** STATED GOAL A **
Answer these questions about the forum thread on university tuition fees, one per line, each marked like its question:
(i) How long has AES not lived in the UK?
(ii) Which word does AES want Jacob's opening "The" changed to?
(iii) Whose government does Inoffthered say reintroduced tuition fees?
** STATED GOAL B **
Extend the forum thread on university tuition fees past its last line.

I do think however that by doing the rounds of questioning everyone - even including all us here  - you're certainly doing everything reasonably possible to arrive at the "right" conclusion Matt.

So good luck with it.

The only thing in all this that really does concern me however is that from all I hear about UK these days (not lived there for over 25 years) is that APPARENTLY, unless you've got a degree of some sort to show, many companies (or their HR Depts) won't even start to consider you at all. If that really is so, then "shame on you all" I say.

AES


----------



## Jacob (11 Dec 2017)

AES":1r88af8v said:


> @Jacob: You wrote, QUOTE: The answer to the OP's dilemma is to support his son 100% in spite of the appalling grant system. He may not get another chance. The debt won't be repayable unless he earns quite a lot of dosh and in the meantime things might have become a bit more civilised with fewer disincentives to higher education. UNQUOTE:
> 
> Well, we're getting there with you Jacob, well done indeed. Especially if we can change your first word above QUOTE: The ... UNQUOTE: to "MAY" !
> 
> ...


The OP could ask himself - does he have such a low opinion of his son's abilities that he thinks the opportunity would be wasted and the place better given to someone else?


----------



## AES (11 Dec 2017)

Off the point yet again Jacob. Leopards and spots and all that.

Bye bye.

AES


----------



## Inoffthered (11 Dec 2017)

Jacob":2m74lwah said:


> AES":2m74lwah said:
> 
> 
> > PS apologies for mentioning the idea of free education for all - I realise it's a bit too "socialistic" for some! :lol:
> > But it's a good investment - even third world countries have cottoned and are developing better education services than we have.




Of course, university and higher education used to be free, tuition fees were reintroduced by the socialist government of a certain Anthony Charles Lynton Blair.


----------



## Jacob (11 Dec 2017)

Inoffthered":17c0be2i said:


> Jacob":17c0be2i said:
> 
> 
> > AES":17c0be2i said:
> ...


So what? What difference does that make?

https://en.wikipedia.org/wiki/Tuition_f ... ed_Kingdom

NB It wasn't me that introduced a political theme to this thread - it was our Roger and AES, huffing and puffing! All their fault if it goes off the rails. :lol:


----------



## [email protected] (11 Dec 2017)

Jacob":3nsfh4ts said:


> AES":3nsfh4ts said:
> 
> 
> > @Jacob: You wrote, QUOTE: The answer to the OP's dilemma is to support his son 100% in spite of the appalling grant system. He may not get another chance. The debt won't be repayable unless he earns quite a lot of dosh and in the meantime things might have become a bit more civilised with fewer disincentives to higher education. UNQUOTE:
> ...

** RECORDS **

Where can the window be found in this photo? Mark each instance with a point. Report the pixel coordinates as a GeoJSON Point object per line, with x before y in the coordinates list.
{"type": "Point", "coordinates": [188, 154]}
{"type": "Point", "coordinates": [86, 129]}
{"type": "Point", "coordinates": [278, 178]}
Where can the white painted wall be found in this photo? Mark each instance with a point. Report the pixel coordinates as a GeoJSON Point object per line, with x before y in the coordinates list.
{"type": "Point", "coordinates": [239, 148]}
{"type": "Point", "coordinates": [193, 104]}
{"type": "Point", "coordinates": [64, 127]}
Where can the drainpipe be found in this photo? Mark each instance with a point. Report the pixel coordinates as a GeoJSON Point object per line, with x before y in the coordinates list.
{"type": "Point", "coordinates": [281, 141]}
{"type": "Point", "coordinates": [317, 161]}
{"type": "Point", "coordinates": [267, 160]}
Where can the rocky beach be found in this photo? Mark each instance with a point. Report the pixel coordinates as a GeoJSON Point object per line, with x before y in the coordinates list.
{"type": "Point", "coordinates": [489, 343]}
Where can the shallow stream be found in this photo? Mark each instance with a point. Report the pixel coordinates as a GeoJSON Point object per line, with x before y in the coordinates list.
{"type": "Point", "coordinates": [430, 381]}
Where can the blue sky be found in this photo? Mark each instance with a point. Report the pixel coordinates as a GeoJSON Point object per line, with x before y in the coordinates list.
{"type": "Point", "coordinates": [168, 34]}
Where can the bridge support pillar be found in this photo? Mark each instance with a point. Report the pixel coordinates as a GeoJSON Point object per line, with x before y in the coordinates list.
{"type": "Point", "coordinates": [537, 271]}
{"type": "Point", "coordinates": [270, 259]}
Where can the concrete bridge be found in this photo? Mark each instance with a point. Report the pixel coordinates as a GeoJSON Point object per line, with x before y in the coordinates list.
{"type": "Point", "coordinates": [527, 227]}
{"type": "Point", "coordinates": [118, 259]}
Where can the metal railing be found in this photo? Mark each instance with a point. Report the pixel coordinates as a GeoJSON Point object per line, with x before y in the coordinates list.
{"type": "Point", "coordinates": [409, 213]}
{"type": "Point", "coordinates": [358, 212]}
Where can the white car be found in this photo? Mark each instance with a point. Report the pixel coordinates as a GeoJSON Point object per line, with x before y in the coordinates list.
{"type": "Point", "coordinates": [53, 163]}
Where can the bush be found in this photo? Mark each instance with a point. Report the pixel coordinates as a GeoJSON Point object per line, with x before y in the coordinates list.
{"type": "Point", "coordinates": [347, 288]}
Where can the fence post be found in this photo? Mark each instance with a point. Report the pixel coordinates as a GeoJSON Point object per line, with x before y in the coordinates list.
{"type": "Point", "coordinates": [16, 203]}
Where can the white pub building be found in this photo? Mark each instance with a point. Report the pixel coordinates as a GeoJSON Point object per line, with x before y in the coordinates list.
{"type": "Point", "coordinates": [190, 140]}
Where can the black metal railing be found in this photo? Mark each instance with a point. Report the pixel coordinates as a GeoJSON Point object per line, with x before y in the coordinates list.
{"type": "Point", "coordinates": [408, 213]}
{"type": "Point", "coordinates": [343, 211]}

** EXERCISE OUTPUT A **
(i) Over 25 years.
(ii) "MAY."
(iii) The socialist government of Anthony Charles Lynton Blair.

** EXERCISE OUTPUT B **
you need to swot up on what the Uni system is providing to our young people circa 2017. Do you actually know? Quite a few quotes on this thread from people that have direct experience of whats on offer - not the hearsay and predjudice as you seem to be implying. As to what my opinion is of my son what the hell business has it got to with you but I'll answer you anyway. He is highly talented, motivated and focused and I want whats best for him. Again, read of peoples experiences on this thread to find out why I am mindful that he might be short changed if he makes the wrong decision.


----------



## Jacob (11 Dec 2017)

[email protected]":31i5r7e4 said:


> ....
> you need to swot up on what the Uni system is providing to our young people circa 2017. Do you actually know?..


All my kids have recently (last 20 years or less) been through higher ed. One of them is a university lecturer, now doing a PhD. First grandchild is half way through his 1st degree - started in Lancaster Uni now spending a year at Lyon Uni (France).
It would have been criminal to stand in their way!!
Yes the debt looms over them - but soddit there is no alternative at the moment.
We not well off - very little subsidy from parents or grandparents - but plenty of moral support.
This is not a new problem - years ago when free state education started being available you'd get "he'd be better off darn't pit wiv me and his grandad"
Plus ça change plus c'est la même chose!!



> He is highly talented, motivated and focused and I want whats best for him.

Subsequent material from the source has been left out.